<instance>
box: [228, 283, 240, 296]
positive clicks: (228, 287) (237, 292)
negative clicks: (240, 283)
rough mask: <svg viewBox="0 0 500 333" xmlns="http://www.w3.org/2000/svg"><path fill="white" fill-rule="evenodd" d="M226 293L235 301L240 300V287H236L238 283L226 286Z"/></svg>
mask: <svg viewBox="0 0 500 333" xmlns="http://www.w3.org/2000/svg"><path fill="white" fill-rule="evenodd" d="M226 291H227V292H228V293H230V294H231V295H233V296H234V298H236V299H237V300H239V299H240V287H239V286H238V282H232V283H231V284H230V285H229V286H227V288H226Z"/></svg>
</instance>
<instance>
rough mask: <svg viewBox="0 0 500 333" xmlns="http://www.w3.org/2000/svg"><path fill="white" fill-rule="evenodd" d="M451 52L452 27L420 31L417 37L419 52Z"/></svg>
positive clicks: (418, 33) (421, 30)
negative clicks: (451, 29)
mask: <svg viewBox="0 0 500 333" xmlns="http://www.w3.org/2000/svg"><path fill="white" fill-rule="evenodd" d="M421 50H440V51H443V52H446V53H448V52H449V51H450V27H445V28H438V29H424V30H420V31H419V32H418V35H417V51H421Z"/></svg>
---
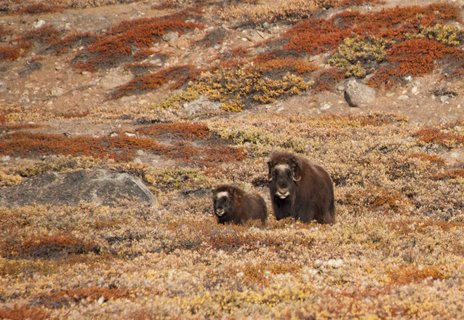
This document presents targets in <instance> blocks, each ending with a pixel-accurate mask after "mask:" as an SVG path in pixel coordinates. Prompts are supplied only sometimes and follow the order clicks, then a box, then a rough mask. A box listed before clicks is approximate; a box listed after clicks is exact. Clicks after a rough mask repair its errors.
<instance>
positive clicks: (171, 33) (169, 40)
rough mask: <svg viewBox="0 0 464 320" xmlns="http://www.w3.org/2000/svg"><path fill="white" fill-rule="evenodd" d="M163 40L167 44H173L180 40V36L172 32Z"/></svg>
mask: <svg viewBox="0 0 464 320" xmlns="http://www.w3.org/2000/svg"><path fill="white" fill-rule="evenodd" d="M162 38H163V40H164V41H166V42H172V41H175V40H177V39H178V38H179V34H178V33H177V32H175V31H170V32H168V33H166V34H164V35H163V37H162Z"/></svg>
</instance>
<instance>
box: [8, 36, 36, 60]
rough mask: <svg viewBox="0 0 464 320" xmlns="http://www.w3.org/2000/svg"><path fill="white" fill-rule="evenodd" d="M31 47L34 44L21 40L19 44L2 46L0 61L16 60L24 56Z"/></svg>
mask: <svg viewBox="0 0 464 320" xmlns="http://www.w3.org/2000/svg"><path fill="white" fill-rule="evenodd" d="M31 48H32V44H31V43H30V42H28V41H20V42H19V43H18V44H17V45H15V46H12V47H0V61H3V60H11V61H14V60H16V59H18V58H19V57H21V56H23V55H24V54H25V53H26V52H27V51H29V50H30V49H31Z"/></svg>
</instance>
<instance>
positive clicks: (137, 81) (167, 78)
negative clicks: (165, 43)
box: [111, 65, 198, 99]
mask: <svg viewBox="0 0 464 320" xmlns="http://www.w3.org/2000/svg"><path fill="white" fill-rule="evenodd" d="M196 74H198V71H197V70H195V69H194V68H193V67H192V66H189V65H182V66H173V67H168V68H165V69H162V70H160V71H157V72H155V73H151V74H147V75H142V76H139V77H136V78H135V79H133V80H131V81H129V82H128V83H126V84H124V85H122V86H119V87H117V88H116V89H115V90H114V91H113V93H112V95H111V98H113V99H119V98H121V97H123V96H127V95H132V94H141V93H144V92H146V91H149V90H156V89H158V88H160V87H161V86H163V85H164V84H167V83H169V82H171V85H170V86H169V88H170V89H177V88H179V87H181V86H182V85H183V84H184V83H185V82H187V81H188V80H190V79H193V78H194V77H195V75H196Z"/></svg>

Problem to work on
What do the lines above say from the one containing "box: [228, 283, 240, 296]" down to the one containing "negative clicks: (240, 283)"? Return them exactly, both end lines included, and only them.

Response
box: [228, 283, 240, 296]
positive clicks: (228, 287) (237, 292)
negative clicks: (240, 283)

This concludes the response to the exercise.